> [Challenge]
How many lines in the rows below contain the string "side"? Reply with the number alone.

> [Rows from a pointing dataset]

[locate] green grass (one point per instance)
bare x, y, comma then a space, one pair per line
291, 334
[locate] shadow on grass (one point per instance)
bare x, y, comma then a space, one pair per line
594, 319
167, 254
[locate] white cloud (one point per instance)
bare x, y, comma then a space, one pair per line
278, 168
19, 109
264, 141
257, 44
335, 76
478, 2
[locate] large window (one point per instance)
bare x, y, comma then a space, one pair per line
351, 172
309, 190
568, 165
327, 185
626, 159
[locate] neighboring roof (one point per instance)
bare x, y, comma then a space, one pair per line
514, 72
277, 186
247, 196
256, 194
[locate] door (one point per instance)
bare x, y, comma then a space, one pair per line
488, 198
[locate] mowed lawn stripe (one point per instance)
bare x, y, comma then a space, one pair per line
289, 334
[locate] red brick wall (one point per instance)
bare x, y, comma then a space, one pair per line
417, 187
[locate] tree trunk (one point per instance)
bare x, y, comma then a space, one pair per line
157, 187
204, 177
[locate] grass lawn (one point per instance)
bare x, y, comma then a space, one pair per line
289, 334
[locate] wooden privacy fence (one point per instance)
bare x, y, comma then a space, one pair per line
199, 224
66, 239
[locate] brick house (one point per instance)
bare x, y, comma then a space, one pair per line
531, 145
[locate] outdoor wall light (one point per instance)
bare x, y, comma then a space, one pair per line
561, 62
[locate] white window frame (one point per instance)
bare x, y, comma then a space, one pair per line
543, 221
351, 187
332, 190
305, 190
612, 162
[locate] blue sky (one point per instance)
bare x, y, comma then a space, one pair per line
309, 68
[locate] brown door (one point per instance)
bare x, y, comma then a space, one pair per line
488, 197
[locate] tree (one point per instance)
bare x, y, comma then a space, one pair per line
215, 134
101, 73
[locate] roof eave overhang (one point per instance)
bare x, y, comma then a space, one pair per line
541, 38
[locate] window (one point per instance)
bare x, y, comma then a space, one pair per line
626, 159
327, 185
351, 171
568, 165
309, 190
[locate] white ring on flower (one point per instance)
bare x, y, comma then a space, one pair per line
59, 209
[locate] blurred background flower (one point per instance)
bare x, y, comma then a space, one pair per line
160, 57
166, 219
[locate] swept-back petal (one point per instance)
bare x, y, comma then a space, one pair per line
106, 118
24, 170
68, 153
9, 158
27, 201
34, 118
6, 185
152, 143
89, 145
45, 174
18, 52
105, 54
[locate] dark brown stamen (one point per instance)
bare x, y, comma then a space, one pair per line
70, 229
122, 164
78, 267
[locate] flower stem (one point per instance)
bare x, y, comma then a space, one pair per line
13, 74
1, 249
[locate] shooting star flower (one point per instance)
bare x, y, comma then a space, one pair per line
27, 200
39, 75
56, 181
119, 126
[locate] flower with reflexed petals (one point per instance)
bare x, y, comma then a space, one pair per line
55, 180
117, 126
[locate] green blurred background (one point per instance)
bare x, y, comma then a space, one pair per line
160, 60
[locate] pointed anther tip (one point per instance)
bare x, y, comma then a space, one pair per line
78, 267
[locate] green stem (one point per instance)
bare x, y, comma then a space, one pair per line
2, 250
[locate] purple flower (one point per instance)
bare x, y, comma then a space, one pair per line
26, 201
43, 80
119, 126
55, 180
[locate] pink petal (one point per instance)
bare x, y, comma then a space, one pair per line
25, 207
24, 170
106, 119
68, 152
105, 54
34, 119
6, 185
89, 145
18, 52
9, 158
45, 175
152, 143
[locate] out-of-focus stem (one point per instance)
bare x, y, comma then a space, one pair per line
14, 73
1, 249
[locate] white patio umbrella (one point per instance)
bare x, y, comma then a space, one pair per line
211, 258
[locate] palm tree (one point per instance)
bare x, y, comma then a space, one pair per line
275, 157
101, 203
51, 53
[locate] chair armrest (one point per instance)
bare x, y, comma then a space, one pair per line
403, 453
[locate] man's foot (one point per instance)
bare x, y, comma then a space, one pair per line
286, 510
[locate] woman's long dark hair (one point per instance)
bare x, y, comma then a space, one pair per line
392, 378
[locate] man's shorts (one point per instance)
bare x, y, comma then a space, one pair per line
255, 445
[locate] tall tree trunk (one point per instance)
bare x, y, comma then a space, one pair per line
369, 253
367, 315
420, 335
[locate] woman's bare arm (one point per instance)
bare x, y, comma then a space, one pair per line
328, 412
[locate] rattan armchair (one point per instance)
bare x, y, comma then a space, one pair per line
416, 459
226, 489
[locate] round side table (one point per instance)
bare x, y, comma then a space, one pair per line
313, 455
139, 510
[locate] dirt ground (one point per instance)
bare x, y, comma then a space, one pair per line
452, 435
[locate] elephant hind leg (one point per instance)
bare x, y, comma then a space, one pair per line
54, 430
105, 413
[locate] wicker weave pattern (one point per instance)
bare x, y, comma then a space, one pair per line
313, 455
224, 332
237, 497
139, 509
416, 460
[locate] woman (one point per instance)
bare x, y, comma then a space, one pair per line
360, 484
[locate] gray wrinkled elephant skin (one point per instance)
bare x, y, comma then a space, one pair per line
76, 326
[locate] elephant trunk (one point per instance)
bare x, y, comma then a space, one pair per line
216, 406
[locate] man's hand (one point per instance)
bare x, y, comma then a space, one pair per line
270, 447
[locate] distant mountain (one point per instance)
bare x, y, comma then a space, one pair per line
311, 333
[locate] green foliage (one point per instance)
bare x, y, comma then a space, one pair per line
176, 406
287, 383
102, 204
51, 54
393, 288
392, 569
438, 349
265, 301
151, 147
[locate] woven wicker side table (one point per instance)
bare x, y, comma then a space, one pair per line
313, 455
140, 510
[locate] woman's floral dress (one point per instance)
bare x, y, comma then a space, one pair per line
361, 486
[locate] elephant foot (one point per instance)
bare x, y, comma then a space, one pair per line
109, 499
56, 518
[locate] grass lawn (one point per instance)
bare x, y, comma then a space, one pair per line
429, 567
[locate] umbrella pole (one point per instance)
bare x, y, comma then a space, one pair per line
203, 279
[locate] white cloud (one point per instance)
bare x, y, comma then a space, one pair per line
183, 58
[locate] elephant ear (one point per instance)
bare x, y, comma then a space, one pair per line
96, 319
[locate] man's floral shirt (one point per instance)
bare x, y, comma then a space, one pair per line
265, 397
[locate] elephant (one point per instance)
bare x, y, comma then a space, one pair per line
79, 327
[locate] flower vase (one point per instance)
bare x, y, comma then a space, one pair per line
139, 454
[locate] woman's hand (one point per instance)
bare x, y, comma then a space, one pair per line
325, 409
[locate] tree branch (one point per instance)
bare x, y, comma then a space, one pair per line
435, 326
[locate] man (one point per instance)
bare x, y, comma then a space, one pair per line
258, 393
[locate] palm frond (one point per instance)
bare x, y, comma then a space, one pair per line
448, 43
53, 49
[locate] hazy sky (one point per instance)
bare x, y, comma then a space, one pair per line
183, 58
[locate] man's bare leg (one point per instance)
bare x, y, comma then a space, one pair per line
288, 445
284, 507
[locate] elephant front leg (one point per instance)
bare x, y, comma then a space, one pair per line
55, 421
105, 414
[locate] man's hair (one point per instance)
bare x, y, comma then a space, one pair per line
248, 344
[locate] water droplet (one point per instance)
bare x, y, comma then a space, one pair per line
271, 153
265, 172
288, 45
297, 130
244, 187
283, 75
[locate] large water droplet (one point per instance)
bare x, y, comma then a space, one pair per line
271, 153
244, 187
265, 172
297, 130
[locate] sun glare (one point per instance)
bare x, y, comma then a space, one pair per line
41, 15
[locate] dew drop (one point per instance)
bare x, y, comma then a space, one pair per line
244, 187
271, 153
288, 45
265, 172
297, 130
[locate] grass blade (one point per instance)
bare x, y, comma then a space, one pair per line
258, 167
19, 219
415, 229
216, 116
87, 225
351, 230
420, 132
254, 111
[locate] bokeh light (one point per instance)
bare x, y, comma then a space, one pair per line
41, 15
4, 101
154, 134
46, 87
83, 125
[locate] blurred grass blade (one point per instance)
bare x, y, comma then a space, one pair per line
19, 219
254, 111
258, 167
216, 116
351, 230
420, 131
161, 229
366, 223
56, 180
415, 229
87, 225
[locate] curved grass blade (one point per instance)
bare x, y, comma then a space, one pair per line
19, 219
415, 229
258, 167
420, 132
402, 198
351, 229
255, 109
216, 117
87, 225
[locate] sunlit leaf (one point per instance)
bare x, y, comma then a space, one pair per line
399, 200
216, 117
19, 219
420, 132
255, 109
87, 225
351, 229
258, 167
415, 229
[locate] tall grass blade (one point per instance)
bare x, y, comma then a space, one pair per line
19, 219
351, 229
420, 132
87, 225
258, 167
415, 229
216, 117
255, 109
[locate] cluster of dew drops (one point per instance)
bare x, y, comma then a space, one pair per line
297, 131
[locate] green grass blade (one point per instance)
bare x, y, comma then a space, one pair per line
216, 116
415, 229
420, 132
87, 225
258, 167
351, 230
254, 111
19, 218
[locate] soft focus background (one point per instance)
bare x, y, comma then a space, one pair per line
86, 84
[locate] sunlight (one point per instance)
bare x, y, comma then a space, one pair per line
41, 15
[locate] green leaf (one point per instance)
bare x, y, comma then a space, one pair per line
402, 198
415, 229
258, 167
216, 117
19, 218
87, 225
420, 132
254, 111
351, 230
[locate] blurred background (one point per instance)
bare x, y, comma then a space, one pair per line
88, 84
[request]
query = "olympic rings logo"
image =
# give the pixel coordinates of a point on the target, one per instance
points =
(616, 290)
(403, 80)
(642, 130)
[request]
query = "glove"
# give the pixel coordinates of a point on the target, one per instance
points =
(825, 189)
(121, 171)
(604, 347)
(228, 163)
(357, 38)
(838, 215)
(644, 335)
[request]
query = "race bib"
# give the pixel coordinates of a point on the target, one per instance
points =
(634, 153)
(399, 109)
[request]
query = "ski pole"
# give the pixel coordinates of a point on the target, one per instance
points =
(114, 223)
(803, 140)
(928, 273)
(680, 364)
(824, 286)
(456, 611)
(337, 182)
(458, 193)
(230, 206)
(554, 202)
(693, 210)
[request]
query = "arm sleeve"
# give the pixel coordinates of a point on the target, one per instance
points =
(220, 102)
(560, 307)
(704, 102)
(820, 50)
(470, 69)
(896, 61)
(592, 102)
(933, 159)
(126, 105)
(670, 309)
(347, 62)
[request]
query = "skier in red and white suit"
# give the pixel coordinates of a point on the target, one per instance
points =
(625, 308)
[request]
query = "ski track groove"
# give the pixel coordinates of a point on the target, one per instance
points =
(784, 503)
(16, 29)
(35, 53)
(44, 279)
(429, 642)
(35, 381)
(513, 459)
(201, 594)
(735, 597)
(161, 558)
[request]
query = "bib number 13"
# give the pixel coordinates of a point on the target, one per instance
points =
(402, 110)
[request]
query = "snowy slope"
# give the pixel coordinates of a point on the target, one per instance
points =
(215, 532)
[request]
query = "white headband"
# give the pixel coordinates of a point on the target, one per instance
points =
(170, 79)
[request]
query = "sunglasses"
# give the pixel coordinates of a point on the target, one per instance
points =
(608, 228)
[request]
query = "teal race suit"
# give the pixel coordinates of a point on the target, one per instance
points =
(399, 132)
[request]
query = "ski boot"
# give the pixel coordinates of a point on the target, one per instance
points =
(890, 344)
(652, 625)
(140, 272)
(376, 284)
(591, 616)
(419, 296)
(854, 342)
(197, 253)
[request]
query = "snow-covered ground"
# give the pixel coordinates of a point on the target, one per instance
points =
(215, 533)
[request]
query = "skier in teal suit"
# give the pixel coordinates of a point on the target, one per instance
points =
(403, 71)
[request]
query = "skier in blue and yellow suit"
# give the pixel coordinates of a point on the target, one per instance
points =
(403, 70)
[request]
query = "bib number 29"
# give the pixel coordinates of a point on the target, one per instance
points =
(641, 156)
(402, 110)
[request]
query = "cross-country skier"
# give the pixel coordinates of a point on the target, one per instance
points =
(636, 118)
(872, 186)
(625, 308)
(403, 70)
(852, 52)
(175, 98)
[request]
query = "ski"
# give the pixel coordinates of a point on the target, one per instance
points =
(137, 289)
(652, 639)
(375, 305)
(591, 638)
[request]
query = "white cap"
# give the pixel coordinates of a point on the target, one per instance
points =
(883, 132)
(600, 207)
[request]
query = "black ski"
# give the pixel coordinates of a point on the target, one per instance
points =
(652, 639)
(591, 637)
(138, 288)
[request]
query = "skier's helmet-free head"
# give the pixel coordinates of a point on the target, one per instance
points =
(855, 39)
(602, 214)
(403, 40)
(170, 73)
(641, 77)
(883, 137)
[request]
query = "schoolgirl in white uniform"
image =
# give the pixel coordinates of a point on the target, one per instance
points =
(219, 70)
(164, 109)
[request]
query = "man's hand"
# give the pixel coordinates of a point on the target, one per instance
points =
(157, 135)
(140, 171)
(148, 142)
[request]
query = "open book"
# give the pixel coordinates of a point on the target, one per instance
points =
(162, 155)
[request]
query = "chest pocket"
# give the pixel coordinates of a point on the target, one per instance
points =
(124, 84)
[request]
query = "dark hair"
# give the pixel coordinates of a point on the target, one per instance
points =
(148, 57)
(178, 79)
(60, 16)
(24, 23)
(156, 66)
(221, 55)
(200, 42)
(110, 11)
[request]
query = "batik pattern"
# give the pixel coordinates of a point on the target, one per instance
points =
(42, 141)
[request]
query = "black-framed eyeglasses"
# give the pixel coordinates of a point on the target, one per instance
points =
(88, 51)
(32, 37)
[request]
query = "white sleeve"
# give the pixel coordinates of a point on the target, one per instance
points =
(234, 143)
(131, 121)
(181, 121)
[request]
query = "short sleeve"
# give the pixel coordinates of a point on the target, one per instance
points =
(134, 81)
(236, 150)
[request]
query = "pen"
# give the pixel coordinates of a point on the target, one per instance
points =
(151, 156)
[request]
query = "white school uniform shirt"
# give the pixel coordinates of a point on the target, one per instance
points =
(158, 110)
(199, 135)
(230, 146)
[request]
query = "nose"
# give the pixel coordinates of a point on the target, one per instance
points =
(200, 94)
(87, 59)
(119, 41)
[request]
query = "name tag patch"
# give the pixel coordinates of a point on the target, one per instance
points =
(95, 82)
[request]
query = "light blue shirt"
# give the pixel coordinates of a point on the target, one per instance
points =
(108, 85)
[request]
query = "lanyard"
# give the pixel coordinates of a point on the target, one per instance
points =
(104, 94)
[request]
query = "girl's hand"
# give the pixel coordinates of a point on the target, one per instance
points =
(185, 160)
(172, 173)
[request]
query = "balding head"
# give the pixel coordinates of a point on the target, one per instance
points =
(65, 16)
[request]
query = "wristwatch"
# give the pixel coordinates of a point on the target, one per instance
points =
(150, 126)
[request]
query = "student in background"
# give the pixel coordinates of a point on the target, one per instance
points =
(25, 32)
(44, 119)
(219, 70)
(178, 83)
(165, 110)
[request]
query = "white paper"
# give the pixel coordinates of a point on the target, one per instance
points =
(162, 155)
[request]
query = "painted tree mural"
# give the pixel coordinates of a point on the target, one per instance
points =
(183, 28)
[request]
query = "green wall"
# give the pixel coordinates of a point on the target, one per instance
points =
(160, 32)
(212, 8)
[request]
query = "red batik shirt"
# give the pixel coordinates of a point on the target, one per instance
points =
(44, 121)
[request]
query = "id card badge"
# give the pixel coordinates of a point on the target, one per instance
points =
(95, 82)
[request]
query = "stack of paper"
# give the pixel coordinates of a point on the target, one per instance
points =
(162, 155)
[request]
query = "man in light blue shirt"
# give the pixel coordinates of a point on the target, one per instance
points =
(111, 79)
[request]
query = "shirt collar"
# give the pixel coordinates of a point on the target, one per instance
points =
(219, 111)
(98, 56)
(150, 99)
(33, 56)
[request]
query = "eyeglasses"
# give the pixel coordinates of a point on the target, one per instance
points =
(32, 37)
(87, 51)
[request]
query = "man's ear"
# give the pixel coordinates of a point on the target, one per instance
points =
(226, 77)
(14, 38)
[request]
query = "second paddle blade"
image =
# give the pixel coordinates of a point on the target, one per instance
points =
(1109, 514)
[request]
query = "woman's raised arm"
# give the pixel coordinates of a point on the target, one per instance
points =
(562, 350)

> [Response to this task]
2